[Problem requirements]
Copy out, word for word, every line from the start of the records up to and including the line with "column 266, row 822". Leave the pictures out of your answer.

(Entries from a point annotation set)
▽
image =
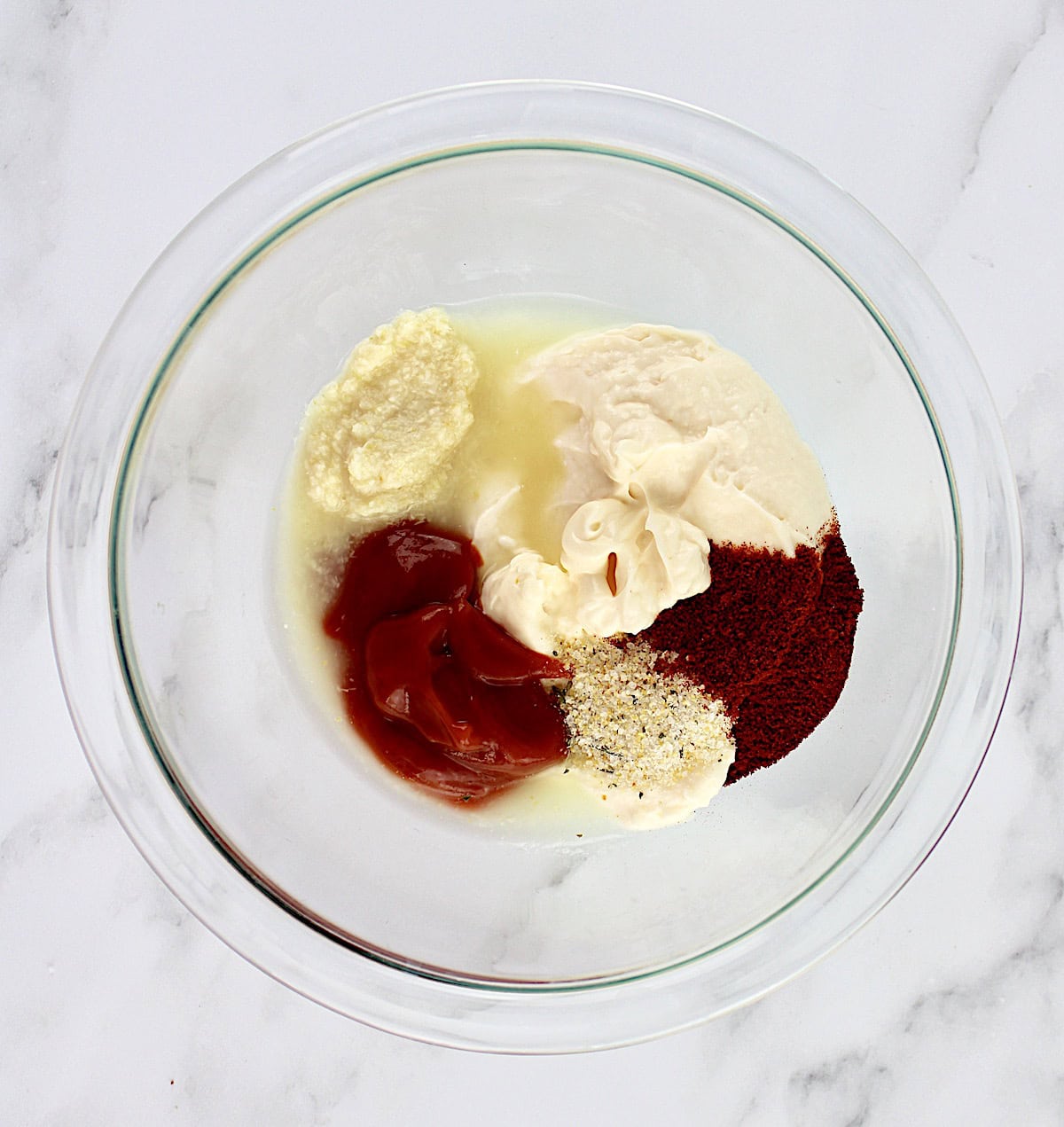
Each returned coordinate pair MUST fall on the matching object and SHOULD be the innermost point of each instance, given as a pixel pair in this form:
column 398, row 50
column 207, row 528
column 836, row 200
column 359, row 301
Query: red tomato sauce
column 442, row 693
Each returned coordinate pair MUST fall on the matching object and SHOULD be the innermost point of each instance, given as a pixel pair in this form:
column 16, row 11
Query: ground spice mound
column 772, row 636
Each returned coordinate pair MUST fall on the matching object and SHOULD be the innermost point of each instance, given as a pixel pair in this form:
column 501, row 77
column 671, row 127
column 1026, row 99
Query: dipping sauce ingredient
column 378, row 440
column 440, row 693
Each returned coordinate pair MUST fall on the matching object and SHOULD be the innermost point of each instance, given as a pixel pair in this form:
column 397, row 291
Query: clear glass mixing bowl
column 266, row 822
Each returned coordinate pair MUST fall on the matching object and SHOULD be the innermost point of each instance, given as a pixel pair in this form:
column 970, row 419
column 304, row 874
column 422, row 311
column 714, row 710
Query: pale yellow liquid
column 510, row 443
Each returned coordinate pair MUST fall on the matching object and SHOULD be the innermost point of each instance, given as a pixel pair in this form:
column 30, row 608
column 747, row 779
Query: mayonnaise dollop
column 677, row 442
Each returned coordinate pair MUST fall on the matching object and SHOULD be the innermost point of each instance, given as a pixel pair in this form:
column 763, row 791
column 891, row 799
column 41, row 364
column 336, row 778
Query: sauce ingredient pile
column 691, row 620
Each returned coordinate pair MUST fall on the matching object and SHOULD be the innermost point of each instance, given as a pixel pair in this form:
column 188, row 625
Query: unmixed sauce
column 440, row 693
column 510, row 444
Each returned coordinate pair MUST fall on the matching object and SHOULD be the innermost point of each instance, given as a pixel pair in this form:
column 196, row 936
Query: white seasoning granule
column 652, row 737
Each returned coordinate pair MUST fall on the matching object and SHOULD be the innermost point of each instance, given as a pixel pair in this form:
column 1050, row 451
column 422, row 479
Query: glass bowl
column 264, row 818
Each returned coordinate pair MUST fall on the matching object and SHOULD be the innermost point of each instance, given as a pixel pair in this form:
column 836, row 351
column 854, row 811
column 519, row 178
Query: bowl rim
column 424, row 1003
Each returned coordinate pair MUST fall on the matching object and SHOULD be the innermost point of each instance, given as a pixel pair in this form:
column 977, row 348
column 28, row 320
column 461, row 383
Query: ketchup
column 442, row 693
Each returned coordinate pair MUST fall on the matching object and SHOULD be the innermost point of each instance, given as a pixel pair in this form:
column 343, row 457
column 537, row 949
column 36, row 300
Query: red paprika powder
column 772, row 637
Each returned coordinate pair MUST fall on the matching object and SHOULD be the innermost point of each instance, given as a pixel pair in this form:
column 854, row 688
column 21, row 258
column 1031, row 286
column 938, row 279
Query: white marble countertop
column 119, row 121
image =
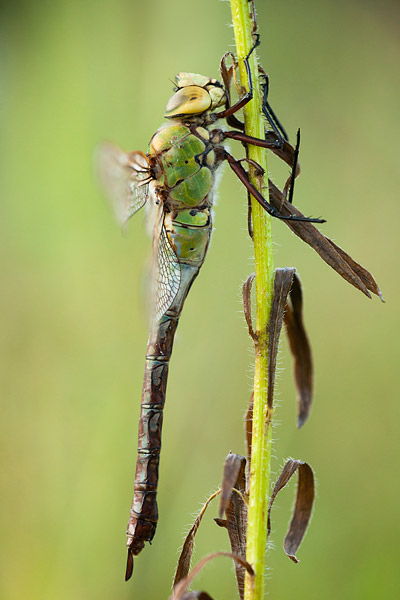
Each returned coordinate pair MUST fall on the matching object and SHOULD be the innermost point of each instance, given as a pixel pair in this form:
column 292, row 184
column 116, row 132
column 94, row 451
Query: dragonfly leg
column 249, row 95
column 242, row 175
column 269, row 113
column 293, row 175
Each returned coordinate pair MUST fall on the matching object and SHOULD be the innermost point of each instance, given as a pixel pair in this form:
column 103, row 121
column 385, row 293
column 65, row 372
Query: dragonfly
column 176, row 178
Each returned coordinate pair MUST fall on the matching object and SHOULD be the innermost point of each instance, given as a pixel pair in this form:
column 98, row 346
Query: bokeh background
column 74, row 324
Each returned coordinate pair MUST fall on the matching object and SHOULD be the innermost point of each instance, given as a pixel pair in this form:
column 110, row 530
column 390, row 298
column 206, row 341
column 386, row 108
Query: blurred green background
column 74, row 324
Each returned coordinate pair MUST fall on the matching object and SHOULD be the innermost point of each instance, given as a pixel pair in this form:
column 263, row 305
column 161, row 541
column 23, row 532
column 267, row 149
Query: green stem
column 261, row 439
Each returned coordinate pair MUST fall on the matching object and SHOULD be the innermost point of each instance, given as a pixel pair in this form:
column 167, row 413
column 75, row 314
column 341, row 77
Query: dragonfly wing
column 167, row 271
column 125, row 178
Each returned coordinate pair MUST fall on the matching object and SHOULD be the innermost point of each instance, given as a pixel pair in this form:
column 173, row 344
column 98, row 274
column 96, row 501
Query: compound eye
column 190, row 100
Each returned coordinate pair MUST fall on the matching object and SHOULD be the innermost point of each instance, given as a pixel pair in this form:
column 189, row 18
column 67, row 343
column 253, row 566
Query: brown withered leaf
column 303, row 506
column 235, row 508
column 180, row 589
column 282, row 284
column 246, row 292
column 334, row 256
column 249, row 428
column 301, row 350
column 221, row 523
column 185, row 557
column 234, row 468
column 196, row 596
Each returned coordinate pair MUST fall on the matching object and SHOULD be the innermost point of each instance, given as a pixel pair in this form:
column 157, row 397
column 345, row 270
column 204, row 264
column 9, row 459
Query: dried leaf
column 282, row 284
column 185, row 557
column 301, row 350
column 303, row 506
column 180, row 589
column 221, row 523
column 234, row 464
column 249, row 428
column 235, row 507
column 334, row 256
column 196, row 596
column 246, row 291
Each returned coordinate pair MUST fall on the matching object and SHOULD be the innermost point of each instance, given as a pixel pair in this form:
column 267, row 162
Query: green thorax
column 185, row 163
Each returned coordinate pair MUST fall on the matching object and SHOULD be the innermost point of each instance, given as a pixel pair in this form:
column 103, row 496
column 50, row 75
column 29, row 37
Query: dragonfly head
column 194, row 95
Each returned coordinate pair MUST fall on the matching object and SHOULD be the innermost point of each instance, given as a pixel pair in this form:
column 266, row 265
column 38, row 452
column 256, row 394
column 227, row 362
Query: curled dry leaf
column 233, row 467
column 249, row 428
column 185, row 557
column 180, row 589
column 303, row 505
column 196, row 596
column 301, row 350
column 282, row 284
column 246, row 291
column 332, row 254
column 235, row 507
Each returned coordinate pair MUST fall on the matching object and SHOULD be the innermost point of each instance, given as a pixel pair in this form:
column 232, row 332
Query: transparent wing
column 167, row 270
column 125, row 178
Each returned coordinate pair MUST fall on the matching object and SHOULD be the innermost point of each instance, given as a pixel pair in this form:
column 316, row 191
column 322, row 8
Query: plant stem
column 261, row 438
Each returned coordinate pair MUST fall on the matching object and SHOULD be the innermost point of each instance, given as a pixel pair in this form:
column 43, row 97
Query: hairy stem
column 261, row 439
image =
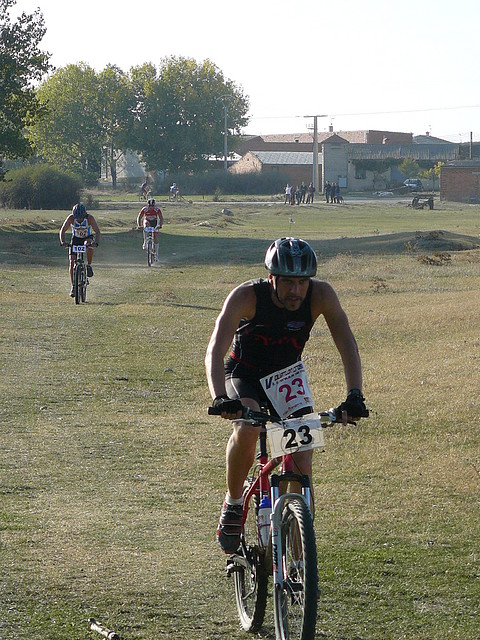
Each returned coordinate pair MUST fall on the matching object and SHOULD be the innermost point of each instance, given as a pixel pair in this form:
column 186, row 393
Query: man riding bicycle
column 152, row 217
column 85, row 230
column 269, row 322
column 174, row 191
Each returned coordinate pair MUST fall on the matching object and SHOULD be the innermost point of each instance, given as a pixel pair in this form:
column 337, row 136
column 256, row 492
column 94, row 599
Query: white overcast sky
column 367, row 64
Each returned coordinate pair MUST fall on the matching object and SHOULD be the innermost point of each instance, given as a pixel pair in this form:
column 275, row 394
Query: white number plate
column 288, row 389
column 296, row 434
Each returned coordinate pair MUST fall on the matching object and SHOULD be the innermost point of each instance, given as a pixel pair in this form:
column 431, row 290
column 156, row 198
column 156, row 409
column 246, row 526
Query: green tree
column 179, row 117
column 22, row 64
column 70, row 134
column 117, row 103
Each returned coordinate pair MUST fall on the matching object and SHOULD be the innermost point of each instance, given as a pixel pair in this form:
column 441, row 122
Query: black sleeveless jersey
column 273, row 339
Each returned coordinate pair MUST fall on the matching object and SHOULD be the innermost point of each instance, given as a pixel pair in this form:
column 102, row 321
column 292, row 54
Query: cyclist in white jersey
column 83, row 227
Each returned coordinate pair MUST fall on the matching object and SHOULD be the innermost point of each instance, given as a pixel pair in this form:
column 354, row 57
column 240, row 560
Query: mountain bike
column 79, row 274
column 150, row 245
column 285, row 547
column 144, row 194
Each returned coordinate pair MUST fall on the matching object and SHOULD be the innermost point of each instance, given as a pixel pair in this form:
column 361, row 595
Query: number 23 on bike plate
column 288, row 391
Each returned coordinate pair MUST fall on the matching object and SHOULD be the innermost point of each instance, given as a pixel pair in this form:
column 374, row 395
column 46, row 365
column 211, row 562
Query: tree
column 70, row 134
column 117, row 103
column 87, row 115
column 179, row 118
column 22, row 64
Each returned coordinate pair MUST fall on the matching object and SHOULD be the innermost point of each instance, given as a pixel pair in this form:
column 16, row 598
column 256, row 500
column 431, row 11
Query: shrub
column 39, row 186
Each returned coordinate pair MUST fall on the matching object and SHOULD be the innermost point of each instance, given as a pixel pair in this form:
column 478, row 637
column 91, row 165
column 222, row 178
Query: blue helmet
column 79, row 211
column 291, row 257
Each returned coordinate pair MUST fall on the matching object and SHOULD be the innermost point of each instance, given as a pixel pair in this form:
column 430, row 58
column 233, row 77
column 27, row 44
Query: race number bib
column 296, row 434
column 288, row 389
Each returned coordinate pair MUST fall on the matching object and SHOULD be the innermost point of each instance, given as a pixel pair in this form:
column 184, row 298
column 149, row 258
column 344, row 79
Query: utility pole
column 225, row 101
column 315, row 149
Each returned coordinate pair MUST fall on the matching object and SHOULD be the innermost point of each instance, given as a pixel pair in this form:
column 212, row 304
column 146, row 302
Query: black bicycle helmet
column 291, row 257
column 79, row 211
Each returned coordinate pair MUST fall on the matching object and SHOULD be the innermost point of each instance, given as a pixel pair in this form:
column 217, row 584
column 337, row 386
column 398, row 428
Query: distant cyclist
column 151, row 216
column 174, row 191
column 145, row 189
column 84, row 227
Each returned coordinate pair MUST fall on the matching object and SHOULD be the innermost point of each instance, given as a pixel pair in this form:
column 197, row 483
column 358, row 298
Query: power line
column 372, row 113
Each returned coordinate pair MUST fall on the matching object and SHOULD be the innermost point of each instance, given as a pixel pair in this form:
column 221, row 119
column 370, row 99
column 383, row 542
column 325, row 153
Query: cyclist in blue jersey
column 84, row 228
column 267, row 323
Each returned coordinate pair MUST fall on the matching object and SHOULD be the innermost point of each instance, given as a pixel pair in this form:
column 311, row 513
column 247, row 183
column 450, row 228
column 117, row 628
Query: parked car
column 413, row 184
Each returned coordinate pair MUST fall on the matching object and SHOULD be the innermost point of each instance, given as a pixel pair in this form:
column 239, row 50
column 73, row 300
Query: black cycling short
column 78, row 241
column 248, row 388
column 242, row 388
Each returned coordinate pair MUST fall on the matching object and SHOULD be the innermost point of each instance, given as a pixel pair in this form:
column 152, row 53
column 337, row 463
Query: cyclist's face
column 291, row 292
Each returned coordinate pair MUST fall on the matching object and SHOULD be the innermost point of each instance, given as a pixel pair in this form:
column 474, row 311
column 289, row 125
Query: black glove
column 354, row 405
column 224, row 403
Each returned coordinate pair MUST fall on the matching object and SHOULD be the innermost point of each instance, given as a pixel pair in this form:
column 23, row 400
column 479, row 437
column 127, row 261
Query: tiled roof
column 285, row 157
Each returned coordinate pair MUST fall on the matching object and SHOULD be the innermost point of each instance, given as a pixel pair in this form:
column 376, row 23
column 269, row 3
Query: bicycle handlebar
column 260, row 417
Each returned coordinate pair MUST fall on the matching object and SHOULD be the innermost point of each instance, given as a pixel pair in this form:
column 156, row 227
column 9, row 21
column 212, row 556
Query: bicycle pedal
column 232, row 566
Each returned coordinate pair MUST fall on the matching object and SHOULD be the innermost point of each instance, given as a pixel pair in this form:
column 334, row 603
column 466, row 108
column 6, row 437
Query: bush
column 39, row 186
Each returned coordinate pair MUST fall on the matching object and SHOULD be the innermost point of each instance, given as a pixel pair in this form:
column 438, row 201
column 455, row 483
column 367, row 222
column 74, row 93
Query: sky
column 409, row 66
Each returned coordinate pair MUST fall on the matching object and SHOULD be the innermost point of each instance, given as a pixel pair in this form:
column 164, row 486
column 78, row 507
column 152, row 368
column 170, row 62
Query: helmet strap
column 273, row 280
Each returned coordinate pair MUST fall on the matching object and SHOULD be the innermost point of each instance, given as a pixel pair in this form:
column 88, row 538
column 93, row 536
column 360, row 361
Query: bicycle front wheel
column 150, row 253
column 295, row 603
column 251, row 581
column 77, row 275
column 83, row 287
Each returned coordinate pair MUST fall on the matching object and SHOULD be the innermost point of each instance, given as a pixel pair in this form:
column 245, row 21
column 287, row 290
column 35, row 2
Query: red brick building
column 460, row 181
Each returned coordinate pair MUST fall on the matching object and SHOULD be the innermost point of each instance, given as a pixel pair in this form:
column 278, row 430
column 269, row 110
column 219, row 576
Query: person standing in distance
column 268, row 322
column 84, row 231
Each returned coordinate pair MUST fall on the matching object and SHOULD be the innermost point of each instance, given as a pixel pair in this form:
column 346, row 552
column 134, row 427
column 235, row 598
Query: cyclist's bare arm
column 65, row 227
column 325, row 302
column 241, row 303
column 93, row 222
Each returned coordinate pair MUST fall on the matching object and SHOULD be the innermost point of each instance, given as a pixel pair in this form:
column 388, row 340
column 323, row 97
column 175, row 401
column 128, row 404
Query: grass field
column 112, row 474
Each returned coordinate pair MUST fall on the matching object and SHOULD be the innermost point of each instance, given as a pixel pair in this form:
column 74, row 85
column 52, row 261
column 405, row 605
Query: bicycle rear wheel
column 251, row 581
column 295, row 604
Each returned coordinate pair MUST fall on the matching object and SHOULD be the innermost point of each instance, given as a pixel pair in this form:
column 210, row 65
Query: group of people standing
column 300, row 194
column 332, row 192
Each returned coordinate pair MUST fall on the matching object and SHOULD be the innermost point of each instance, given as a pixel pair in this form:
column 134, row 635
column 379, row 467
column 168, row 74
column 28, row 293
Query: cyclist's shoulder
column 243, row 295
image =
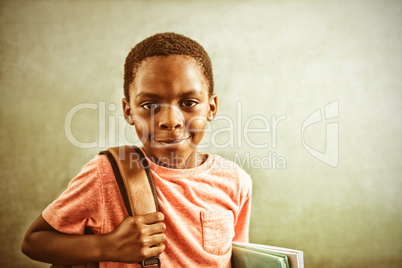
△
[Task answer]
image =
Each returned coordinate pair MUST fall on the matching object and SHOULD be the innermost point of each instance, given as a pixel pair in this form:
column 398, row 50
column 207, row 528
column 836, row 200
column 359, row 301
Query: red tomato sauce
column 442, row 693
Each returned coordinate pair MUST fall on the matching object and SHOULD be the innermost point of each instance, given as a pixel pair in this form:
column 16, row 11
Query: ground spice mound
column 772, row 636
Each returned coordinate pair MUST fall on the matching object and SHOULD be the innermost point of each instance, given as a pixel pair in this form:
column 501, row 77
column 671, row 127
column 1026, row 99
Query: dipping sauce ingredient
column 378, row 440
column 440, row 693
Each returned coordinate pair MUST fall on the matching object and SHOULD be the innermost point of each instance, given as a pixel pair in this form:
column 397, row 291
Query: clear glass mixing bowl
column 266, row 822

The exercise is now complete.